Segmentation labeling records
====
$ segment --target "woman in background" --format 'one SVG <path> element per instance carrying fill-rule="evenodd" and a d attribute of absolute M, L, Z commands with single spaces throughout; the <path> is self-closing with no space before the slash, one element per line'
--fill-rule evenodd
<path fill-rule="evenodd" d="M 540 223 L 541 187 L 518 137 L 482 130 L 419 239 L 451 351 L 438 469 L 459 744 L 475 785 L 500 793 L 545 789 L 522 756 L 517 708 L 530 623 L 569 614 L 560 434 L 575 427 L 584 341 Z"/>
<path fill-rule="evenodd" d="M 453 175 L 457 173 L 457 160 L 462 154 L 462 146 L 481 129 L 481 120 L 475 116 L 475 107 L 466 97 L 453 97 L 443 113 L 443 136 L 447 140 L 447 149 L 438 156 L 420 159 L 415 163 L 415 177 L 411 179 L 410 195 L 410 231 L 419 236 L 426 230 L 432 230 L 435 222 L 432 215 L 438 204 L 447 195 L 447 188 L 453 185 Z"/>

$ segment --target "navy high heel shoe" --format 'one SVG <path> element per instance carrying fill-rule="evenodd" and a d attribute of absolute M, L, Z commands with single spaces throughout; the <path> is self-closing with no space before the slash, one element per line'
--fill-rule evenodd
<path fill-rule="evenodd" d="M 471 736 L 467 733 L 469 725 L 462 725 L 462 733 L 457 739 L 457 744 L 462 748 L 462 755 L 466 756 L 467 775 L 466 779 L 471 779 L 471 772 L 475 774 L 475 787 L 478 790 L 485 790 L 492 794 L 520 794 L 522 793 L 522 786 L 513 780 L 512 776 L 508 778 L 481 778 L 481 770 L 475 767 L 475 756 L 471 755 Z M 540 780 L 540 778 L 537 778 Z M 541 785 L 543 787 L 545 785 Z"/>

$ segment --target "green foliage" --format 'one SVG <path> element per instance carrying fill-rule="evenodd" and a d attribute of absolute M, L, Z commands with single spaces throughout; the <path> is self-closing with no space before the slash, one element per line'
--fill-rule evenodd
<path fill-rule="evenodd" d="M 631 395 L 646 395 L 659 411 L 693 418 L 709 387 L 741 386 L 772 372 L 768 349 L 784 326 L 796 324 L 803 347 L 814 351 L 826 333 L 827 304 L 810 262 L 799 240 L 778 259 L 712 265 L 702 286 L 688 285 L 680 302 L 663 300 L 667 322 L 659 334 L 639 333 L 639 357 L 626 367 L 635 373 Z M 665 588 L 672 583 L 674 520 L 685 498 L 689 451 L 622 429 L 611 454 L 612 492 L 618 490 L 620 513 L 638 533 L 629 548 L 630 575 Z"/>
====
- _PROMPT_: Pick out every line in the records above that contains the string "green", and copy each such line.

- _RESPONSE TO THE TASK_:
$ segment --target "green foliage" --format 'one SVG <path> element per instance carrying fill-rule="evenodd" and a d attribute of absolute M, L, Z commands with single spaces throughout; the <path> is self-closing with no space before the slash, one element per line'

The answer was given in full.